- [Requirements]
Pick out every line in the rows below that contains the word "leaf", treating uppercase and lowercase as different.

- [Excerpted records]

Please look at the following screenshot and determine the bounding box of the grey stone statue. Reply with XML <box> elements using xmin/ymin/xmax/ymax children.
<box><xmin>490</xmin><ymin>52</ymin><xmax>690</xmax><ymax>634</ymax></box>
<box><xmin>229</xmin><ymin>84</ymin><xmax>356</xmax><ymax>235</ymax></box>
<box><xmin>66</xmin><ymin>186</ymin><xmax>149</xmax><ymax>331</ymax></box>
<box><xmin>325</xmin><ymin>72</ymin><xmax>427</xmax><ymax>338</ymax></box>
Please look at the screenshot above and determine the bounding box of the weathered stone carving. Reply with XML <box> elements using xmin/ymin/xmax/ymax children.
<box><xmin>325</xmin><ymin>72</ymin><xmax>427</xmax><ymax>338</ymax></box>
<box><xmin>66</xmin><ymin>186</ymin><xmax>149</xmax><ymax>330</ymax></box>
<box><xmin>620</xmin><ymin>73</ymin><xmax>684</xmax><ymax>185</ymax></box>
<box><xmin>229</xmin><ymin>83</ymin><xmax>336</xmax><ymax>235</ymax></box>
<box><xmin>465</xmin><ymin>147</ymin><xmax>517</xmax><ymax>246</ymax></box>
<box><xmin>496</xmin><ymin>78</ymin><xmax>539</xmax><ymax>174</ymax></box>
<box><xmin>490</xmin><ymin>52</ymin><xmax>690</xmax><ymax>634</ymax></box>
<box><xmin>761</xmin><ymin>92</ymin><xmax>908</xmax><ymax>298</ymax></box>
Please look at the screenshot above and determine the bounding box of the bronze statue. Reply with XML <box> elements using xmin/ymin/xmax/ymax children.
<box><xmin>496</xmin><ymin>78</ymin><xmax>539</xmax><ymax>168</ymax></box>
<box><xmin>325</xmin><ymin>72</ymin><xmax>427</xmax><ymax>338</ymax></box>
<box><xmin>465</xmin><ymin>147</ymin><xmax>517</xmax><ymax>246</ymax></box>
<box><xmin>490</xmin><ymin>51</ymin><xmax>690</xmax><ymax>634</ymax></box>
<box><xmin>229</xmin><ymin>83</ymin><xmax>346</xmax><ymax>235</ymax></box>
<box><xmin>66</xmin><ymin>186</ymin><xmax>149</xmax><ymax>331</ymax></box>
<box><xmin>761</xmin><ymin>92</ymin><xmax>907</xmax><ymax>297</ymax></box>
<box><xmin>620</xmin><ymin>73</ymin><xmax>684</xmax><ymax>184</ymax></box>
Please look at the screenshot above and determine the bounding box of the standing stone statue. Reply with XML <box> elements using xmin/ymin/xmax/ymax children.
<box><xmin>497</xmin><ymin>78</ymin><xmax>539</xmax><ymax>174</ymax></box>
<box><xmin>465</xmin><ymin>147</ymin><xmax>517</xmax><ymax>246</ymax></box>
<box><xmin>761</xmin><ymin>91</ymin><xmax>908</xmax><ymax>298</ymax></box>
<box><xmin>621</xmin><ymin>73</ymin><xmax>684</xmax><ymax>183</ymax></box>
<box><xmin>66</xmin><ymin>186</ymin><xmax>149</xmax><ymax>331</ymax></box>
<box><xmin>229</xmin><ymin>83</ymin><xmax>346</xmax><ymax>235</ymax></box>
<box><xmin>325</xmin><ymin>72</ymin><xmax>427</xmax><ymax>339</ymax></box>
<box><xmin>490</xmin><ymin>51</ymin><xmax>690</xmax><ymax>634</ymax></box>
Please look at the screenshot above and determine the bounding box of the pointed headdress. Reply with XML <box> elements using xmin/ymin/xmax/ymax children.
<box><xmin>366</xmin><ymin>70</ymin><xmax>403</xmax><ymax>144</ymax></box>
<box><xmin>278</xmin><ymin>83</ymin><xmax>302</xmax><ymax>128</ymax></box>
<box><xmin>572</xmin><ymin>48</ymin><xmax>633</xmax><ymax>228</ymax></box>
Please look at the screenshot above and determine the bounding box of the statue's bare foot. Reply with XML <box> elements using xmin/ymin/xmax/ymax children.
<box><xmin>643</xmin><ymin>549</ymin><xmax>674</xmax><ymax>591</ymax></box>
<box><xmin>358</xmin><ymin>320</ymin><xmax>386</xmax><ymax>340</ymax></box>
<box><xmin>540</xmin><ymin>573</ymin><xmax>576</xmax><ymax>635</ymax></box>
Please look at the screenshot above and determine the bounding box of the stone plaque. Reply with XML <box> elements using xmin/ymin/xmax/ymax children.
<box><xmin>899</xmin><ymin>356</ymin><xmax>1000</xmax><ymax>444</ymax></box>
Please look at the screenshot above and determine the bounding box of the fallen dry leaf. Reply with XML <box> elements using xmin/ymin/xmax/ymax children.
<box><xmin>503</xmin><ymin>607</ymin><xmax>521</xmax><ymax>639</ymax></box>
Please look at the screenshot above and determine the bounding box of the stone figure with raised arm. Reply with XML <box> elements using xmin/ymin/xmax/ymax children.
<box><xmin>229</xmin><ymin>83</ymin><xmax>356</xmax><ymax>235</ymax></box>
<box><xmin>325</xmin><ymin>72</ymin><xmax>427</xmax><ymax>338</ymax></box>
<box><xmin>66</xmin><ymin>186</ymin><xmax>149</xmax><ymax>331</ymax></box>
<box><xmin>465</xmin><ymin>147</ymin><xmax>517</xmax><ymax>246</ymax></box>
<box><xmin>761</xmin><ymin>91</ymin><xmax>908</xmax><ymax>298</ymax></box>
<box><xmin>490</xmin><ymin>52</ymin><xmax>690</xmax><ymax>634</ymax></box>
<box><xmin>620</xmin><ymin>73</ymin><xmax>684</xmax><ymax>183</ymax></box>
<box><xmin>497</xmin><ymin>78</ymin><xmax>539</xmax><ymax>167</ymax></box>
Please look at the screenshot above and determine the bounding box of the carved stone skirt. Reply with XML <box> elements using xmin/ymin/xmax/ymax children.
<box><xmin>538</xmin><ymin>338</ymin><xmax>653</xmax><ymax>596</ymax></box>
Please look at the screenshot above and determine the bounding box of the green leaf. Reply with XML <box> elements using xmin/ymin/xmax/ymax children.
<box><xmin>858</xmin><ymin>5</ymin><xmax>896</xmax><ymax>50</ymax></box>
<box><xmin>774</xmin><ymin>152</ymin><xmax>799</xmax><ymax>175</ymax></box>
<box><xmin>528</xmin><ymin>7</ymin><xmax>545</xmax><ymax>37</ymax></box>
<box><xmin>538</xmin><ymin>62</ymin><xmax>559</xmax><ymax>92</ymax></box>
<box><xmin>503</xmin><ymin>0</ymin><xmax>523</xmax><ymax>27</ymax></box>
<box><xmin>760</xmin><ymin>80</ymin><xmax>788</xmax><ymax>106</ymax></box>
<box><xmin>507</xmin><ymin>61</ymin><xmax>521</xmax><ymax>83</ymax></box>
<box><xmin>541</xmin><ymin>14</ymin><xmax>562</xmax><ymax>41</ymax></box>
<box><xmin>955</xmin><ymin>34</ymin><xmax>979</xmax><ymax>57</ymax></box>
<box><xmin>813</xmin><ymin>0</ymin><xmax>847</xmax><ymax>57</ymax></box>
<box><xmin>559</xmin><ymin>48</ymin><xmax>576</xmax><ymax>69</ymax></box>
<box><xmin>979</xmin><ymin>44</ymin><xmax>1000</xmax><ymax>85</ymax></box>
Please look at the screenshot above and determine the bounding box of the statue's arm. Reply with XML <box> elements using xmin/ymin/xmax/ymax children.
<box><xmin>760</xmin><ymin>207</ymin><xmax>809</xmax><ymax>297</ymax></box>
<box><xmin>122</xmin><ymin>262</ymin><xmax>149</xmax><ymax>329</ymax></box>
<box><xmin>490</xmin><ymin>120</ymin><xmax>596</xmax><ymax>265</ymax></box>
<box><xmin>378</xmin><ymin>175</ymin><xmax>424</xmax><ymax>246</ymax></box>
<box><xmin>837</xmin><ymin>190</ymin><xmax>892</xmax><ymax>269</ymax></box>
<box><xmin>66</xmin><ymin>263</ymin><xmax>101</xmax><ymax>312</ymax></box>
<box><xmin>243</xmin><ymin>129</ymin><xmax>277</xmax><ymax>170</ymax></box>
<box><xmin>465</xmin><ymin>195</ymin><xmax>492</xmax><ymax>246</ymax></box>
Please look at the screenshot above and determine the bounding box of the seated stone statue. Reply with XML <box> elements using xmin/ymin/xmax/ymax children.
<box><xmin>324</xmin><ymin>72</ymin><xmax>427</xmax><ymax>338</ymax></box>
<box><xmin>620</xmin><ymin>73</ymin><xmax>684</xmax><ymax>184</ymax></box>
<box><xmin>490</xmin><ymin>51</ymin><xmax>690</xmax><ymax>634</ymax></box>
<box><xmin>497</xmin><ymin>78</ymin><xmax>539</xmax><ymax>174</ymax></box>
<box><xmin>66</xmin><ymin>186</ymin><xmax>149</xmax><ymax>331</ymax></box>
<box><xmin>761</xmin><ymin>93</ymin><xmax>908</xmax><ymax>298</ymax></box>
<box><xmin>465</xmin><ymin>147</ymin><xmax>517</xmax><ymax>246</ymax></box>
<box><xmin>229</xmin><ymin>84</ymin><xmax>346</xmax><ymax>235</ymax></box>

- [Written solution]
Please look at the screenshot above and determine the bounding box of the fallen dry leaf. Reply with XML <box> elements using xmin/ymin/xmax/ymax children.
Please look at the screenshot above and determine the bounding box of the green leaf. Reply with XML <box> elements using xmin/ymin/xmax/ymax children.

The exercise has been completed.